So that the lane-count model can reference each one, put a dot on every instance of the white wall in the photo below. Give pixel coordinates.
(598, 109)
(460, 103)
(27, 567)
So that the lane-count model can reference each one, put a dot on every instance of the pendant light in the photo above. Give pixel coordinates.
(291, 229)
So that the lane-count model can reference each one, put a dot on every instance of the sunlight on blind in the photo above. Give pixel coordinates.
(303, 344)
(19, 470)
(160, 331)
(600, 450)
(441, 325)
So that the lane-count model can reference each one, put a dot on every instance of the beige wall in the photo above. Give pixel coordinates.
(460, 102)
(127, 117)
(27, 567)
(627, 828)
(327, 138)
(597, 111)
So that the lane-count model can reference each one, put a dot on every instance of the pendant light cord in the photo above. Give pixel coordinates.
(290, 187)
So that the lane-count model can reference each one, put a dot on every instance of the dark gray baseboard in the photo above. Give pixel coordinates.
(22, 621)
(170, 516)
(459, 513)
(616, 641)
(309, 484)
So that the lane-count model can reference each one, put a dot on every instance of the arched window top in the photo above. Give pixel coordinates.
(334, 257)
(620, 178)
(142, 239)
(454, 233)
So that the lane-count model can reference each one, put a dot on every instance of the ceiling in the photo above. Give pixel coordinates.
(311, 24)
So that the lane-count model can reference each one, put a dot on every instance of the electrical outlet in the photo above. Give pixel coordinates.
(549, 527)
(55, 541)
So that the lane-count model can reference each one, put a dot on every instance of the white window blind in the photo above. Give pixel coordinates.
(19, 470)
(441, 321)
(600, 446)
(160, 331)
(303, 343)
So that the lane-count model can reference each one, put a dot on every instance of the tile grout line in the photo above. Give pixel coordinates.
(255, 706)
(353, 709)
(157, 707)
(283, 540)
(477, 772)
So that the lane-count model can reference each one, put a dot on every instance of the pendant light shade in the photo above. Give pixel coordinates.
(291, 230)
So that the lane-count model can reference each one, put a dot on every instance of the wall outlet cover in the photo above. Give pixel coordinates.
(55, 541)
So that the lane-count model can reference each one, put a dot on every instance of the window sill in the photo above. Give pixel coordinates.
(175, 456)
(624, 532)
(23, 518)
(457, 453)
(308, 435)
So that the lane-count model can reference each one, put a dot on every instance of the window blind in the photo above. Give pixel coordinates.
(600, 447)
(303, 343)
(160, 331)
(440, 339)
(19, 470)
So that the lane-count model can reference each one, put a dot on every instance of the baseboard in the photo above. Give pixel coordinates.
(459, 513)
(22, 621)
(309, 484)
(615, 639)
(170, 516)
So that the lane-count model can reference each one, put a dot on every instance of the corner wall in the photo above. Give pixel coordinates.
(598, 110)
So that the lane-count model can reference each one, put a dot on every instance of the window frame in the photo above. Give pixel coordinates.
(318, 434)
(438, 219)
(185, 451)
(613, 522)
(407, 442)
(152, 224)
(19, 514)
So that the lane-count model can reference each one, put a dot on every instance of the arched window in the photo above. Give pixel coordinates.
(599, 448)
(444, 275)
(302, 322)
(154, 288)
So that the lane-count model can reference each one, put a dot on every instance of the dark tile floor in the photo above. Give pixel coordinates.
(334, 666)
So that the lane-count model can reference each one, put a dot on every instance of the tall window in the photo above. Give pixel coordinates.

---

All of the material above must be transcribed exactly, with no line dropped.

So that the lane-count model can reference each one, put a dot on every instance of the white wall in the photo below. Give pixel coordinates.
(598, 109)
(460, 103)
(27, 567)
So that the lane-count model can reference each one, put a dot on every instance of the pendant light in the photo above. Give pixel coordinates.
(291, 229)
So that the lane-count model can reference each one, put a dot on every instance of the sunlight on blind in the photo above. Give pixel coordinates.
(303, 344)
(19, 470)
(160, 331)
(600, 450)
(441, 325)
So that the lane-count model can reference each one, put a dot on every instance of the beige wall in the photo above. Give pixel coordinates.
(460, 102)
(127, 117)
(27, 567)
(627, 828)
(327, 138)
(597, 111)
So that the lane-count model can reference each one, put a dot on every instance of the pendant light cord in the photo above. Give pixel coordinates.
(290, 187)
So that the lane-count model can reference each one, put a dot on every instance of the dark gray baseboard in the photo above. Give pixel coordinates.
(22, 621)
(170, 516)
(459, 513)
(616, 641)
(309, 484)
So that the lane-count model can reference each one, put a dot on every instance of the arched window top in the photo above. Give pixel coordinates.
(334, 257)
(620, 178)
(142, 239)
(454, 233)
So that the lane-count model can reference each one, put a dot on every instance of the ceiling in the photo above. Give pixel coordinates.
(311, 24)
So that the lane-count model can reference each one, put a dot on every instance of the electrical outlet in the photo above. Give pixel coordinates.
(549, 527)
(55, 541)
So that the lane-count model can reference each one, put a dot on every instance of the white window blind in the photo above. Give pixel coordinates.
(19, 470)
(441, 321)
(600, 446)
(160, 331)
(303, 343)
So that the lane-count model can reference each one, put a dot on every instance of the tile grout line in the photo above. Give pixel coordinates.
(255, 706)
(353, 709)
(157, 707)
(283, 540)
(477, 772)
So that the lane-count model can reference each one, put a dot on every instance of the pendant light shade in the photo above. Give pixel coordinates.
(291, 230)
So that the lane-count model can reference each one, put a dot on every instance of the wall outlet cover in the photo above. Give pixel coordinates.
(55, 541)
So that the lane-count model can reference each one, put a dot on every instance of the window sill in the photo above. Give pixel coordinates.
(175, 456)
(624, 532)
(23, 518)
(457, 453)
(308, 435)
So that the lane-count model can reference each one, put a dot on every instance of the window blind in the photo above. Give pixel coordinates.
(600, 447)
(303, 343)
(160, 331)
(440, 339)
(19, 470)
So that the lane-count model can reference each one, put a dot on every instance of the baseboard in the photo above. Give pixel coordinates.
(459, 513)
(22, 621)
(309, 484)
(615, 639)
(170, 516)
So that the lane-count model can reference each one, put a dot on every instance of the corner wall in the photo above. Give pixel coordinates.
(598, 110)
So that the lane-count model can reference each one, put a dot on every instance of the window frame in the photo above. Give pixel coordinates.
(318, 434)
(438, 219)
(185, 451)
(613, 522)
(407, 442)
(152, 224)
(19, 514)
So that the lane-count model can reference each one, put a dot on every instance of the arched window in the photo above. Give pixel coordinates.
(599, 448)
(444, 275)
(302, 322)
(154, 288)
So that the lane-count model can reference each one, put a dot on every instance of the dark tile floor in the photo above. Give pixel coordinates.
(334, 666)
So that the lane-count model can reference each one, put a dot on every instance of the tall window in the photo above. Give pixel coordinates.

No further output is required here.